-- Begin STORED DATA --

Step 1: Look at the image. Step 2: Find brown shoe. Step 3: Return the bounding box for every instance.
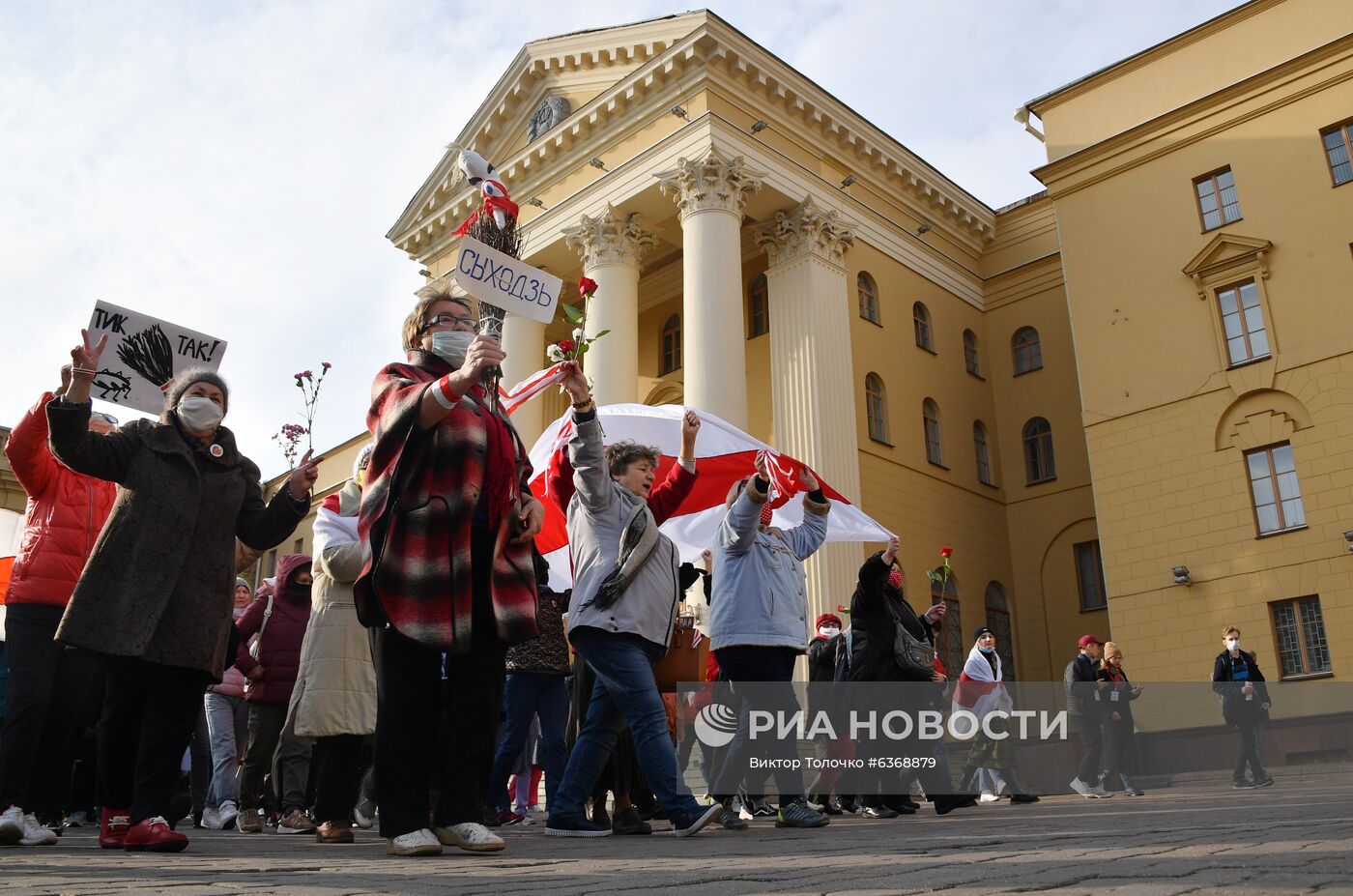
[315,822,352,843]
[277,809,315,834]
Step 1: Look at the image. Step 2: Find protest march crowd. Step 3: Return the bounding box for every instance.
[0,285,1272,855]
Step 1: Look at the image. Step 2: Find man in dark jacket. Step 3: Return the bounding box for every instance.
[236,554,315,834]
[1062,635,1113,800]
[1212,625,1273,791]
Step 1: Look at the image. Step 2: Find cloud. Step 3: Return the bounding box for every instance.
[0,0,1225,476]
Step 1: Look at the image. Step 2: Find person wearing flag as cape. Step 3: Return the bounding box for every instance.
[545,361,723,836]
[709,452,831,829]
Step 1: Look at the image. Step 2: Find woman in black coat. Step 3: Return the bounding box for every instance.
[849,536,977,818]
[1212,625,1273,791]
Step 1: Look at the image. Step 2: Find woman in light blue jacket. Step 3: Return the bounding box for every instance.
[709,456,831,829]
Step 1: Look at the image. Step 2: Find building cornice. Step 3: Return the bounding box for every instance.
[1031,35,1353,199]
[387,14,994,257]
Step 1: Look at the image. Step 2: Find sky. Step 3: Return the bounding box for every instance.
[0,0,1238,477]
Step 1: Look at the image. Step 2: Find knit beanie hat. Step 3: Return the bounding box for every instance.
[159,366,230,422]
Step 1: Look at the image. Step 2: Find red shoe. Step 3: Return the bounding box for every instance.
[99,809,131,850]
[122,815,188,853]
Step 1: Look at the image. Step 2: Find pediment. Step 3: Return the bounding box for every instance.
[1184,233,1273,278]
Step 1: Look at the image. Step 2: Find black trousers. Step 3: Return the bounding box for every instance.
[1072,716,1104,787]
[311,734,362,827]
[1231,720,1268,781]
[0,604,99,821]
[98,656,209,824]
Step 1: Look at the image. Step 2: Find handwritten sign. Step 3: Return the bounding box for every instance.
[450,237,562,324]
[89,302,226,414]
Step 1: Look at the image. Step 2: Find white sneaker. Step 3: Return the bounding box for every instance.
[0,805,23,846]
[19,812,61,846]
[213,800,240,831]
[432,822,507,853]
[386,828,441,855]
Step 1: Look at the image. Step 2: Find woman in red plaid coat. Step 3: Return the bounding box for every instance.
[353,288,544,855]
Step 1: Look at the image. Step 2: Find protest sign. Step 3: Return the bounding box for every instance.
[89,302,226,414]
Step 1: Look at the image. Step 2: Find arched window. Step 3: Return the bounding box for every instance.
[657,314,680,376]
[973,419,995,486]
[985,582,1015,680]
[855,271,883,326]
[865,373,892,444]
[921,398,944,466]
[1024,417,1056,484]
[964,331,982,376]
[747,274,770,338]
[1011,326,1043,376]
[912,302,935,352]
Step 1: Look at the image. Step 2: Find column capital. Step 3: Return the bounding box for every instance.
[564,203,657,271]
[653,148,765,219]
[755,197,855,267]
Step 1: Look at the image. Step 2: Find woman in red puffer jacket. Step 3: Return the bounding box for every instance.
[0,381,118,846]
[236,554,315,834]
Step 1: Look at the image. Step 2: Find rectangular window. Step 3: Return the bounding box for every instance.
[1245,443,1306,535]
[1217,280,1269,366]
[1075,538,1108,611]
[1269,595,1333,679]
[1194,168,1241,230]
[1320,119,1353,187]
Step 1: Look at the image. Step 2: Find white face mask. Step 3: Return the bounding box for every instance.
[175,395,226,433]
[432,331,475,369]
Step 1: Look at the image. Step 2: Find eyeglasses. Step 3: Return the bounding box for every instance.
[423,314,479,332]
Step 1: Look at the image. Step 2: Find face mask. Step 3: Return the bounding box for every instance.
[432,331,475,369]
[175,395,226,433]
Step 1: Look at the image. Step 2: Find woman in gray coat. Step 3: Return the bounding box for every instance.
[47,332,318,852]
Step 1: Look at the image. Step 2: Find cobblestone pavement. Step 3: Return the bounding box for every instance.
[0,773,1353,896]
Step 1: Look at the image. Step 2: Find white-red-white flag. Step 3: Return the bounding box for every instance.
[531,405,890,589]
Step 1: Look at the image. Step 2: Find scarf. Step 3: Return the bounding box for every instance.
[470,386,518,532]
[591,487,660,609]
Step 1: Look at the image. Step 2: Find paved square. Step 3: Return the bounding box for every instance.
[0,773,1353,896]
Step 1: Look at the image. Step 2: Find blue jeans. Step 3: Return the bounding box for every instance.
[551,625,701,822]
[488,673,568,812]
[202,690,249,809]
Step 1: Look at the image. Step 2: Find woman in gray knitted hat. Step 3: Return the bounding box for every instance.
[47,332,318,853]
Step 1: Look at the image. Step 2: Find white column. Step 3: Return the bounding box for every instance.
[656,149,762,429]
[564,206,657,405]
[757,199,862,621]
[502,314,549,449]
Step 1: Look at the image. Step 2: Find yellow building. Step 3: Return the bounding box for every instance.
[269,0,1353,679]
[1027,0,1353,680]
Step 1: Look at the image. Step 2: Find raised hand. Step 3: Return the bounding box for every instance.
[460,334,507,382]
[287,449,324,501]
[798,467,822,491]
[71,331,108,383]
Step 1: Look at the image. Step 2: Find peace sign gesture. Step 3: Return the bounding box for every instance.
[71,331,108,383]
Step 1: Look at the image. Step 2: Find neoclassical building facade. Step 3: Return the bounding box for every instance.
[266,0,1353,687]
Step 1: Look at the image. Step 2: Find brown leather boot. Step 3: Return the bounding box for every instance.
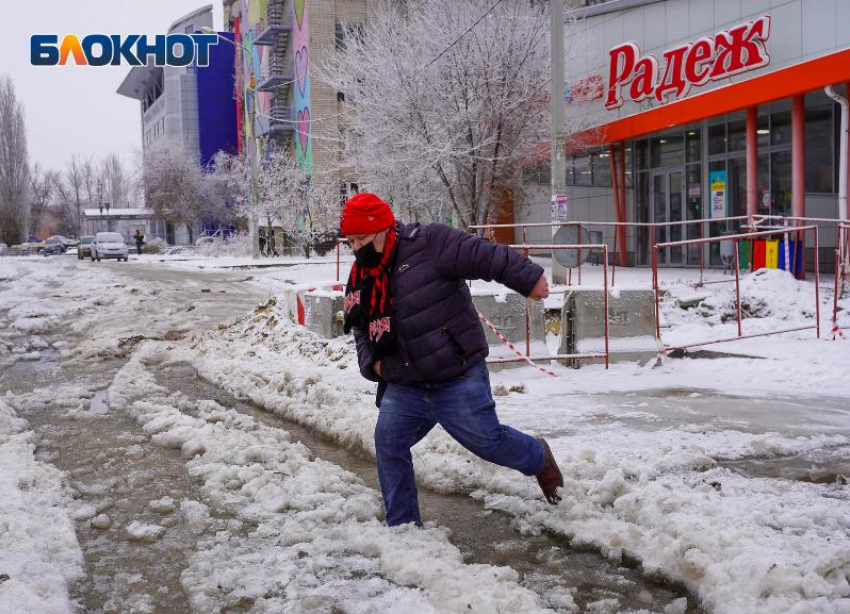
[537,437,564,505]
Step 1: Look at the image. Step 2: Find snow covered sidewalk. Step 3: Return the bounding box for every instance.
[175,294,850,614]
[0,397,83,614]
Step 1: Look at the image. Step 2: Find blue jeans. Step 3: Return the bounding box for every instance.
[375,361,545,526]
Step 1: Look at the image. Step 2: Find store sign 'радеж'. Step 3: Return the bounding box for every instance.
[605,15,770,110]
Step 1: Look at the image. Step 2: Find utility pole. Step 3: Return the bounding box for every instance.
[550,0,567,284]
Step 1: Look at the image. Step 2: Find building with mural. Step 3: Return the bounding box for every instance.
[516,0,850,266]
[118,5,238,245]
[223,0,374,197]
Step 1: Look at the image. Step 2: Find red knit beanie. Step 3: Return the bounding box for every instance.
[339,194,395,236]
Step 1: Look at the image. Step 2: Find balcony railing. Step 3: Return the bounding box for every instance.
[254,104,295,136]
[254,0,292,45]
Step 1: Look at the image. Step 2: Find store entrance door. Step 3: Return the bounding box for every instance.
[652,169,685,266]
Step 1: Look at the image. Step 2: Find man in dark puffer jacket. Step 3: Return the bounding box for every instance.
[341,194,564,526]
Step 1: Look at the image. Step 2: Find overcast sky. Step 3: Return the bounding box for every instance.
[0,0,223,170]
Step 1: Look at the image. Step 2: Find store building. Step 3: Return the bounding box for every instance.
[517,0,850,266]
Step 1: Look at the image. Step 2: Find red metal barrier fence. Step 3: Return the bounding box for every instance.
[832,222,850,339]
[652,226,820,357]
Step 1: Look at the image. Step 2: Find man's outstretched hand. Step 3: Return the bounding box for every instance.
[528,274,549,301]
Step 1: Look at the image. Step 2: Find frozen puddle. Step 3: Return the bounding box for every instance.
[161,365,700,614]
[22,384,210,614]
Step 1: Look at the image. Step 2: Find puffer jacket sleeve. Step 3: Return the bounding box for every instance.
[428,224,543,296]
[351,328,381,382]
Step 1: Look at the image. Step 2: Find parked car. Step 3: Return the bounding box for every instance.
[41,236,68,256]
[91,232,130,262]
[77,237,94,260]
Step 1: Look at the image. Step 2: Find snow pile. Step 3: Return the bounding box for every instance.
[109,343,551,614]
[193,232,253,258]
[178,298,850,614]
[0,397,84,614]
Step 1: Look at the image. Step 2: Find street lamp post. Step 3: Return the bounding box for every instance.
[201,26,260,259]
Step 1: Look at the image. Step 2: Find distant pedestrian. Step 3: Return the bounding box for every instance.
[133,228,145,256]
[269,226,280,257]
[257,226,268,256]
[341,194,564,526]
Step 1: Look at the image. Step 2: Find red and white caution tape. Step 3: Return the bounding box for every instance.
[478,311,561,377]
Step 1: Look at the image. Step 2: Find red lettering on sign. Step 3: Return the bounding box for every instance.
[342,290,360,312]
[655,45,691,102]
[605,43,640,109]
[605,15,770,110]
[369,318,390,343]
[629,55,658,102]
[685,37,714,86]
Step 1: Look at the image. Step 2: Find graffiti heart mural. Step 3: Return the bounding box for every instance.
[292,0,313,175]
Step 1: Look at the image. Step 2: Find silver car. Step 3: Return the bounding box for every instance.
[91,232,130,262]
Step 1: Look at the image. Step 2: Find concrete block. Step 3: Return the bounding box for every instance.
[472,290,549,364]
[559,290,656,366]
[299,290,343,339]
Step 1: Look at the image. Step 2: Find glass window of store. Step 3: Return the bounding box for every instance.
[634,126,703,265]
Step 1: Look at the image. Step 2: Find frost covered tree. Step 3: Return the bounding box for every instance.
[320,0,550,232]
[215,149,340,258]
[100,153,131,209]
[141,143,231,243]
[0,77,30,245]
[55,156,87,234]
[28,162,62,236]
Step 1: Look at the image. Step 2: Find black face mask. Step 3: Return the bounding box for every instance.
[354,241,384,269]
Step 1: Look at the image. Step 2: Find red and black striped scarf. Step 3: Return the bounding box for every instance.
[343,224,398,360]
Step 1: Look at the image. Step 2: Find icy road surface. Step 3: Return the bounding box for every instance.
[0,253,850,614]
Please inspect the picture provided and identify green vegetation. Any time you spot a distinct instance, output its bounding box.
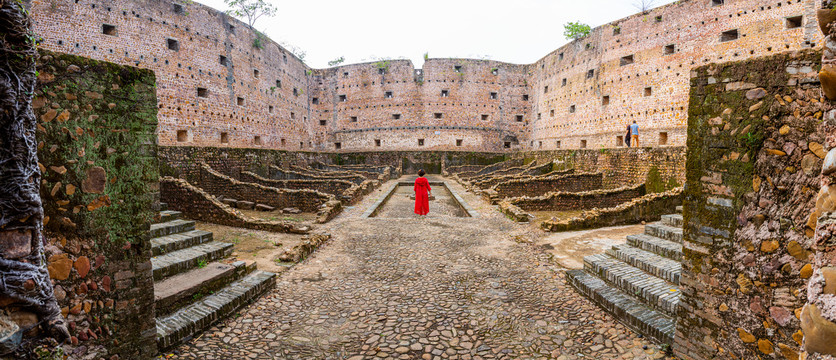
[563,22,592,40]
[328,56,345,67]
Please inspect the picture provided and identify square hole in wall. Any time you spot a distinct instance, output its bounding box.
[787,15,804,29]
[659,131,668,145]
[720,29,740,42]
[102,24,116,36]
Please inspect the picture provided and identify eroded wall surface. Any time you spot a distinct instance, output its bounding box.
[32,0,821,152]
[30,52,159,359]
[674,50,824,359]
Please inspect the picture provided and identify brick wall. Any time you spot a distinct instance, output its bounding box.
[508,184,647,211]
[32,0,821,152]
[674,51,834,359]
[493,173,603,199]
[28,52,159,359]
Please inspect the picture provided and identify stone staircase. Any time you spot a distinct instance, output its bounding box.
[151,204,276,351]
[566,214,683,344]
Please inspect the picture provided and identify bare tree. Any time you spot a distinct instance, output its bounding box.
[633,0,656,14]
[0,0,70,348]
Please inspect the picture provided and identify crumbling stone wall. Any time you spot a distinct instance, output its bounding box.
[30,52,159,359]
[198,164,334,213]
[674,51,835,359]
[491,173,603,199]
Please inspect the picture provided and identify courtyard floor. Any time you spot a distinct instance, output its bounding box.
[165,176,664,360]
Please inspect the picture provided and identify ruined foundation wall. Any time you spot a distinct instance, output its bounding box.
[28,52,159,359]
[674,51,834,359]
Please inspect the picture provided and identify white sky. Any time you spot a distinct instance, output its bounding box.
[196,0,674,68]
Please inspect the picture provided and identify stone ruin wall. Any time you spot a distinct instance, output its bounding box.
[26,0,821,152]
[673,50,836,359]
[529,0,822,149]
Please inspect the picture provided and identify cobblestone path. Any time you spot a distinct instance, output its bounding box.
[170,178,663,360]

-- End STORED DATA --

- PROBLEM REQUIREMENTS: Please lay out the lines above, from the first one through the one containing "[353,288,544,855]", as a JSON list of strings with one string per line. Skip blank lines and leave the pictures out.

- THE ANSWER:
[
  "Step 1: Look at the image. Step 2: Find brown shoe. Step 3: Return the bounding box for every instance.",
  "[315,822,352,843]",
  "[277,809,315,834]",
  "Step 1: Look at the image. Step 2: Find protest march crowd. Step 3: Return the bounding box for every instance.",
  "[0,285,1272,855]",
  "Step 1: Look at the image. Step 2: Find man in dark jacket. Step 3: Return the bounding box for every instance.",
  "[236,554,315,834]",
  "[1062,635,1113,800]",
  "[1212,625,1273,791]",
  "Step 1: Look at the image. Step 2: Find cloud. Step 3: Return the bounding box for every instance.",
  "[0,0,1225,476]",
  "Step 1: Look at the image. Step 2: Find person wearing flag as cape. Step 3: Return the bounding box for every instance.",
  "[545,361,723,836]",
  "[709,452,831,829]",
  "Step 1: Look at the image. Step 2: Find woman in black coat. Step 3: Return the bounding box for every instance.",
  "[849,536,977,818]",
  "[1212,625,1273,791]",
  "Step 1: Look at the image. Step 2: Find woman in light blue jacket. Step 3: Return the bounding box for every instance.",
  "[709,456,831,829]",
  "Step 1: Look at the image. Step 2: Find building cornice. Step 3: Return the bounding box for every instance.",
  "[1031,35,1353,199]",
  "[387,14,994,257]",
  "Step 1: Look at the image. Step 2: Find sky. Step 3: Return the bounding box for every instance.",
  "[0,0,1238,477]",
  "Step 1: Look at the image. Step 2: Find knit beanie hat. Step 3: Return the bounding box for every instance.",
  "[159,366,230,422]",
  "Step 1: Look at the image. Step 2: Find red shoe. Step 3: Return the bounding box for every instance.",
  "[99,809,131,850]",
  "[122,815,188,853]",
  "Step 1: Look at the image. Step 2: Find pediment. Step 3: Return the bounding box for every instance.",
  "[1184,233,1273,278]",
  "Step 1: Look at the image. Step 2: Find black trousers. Step 3: Return the bounding box for every instance.",
  "[1072,716,1104,787]",
  "[311,734,362,827]",
  "[1231,720,1268,781]",
  "[0,604,99,821]",
  "[98,656,209,824]",
  "Step 1: Look at the image. Step 2: Find handwritten sign. Step 3: Return the bounding box for every instance.",
  "[450,237,562,324]",
  "[89,302,226,414]",
  "Step 1: Look at the image. Step 2: Find white sneaker. Step 3: Return the bounding box for every instance.",
  "[0,805,23,846]",
  "[19,812,61,846]",
  "[213,800,240,831]",
  "[432,822,507,853]",
  "[386,828,441,855]",
  "Step 1: Look at the image. Step 2: Find woman in red plaid coat. Step 3: Return the bounding box for every instance.",
  "[353,288,544,855]"
]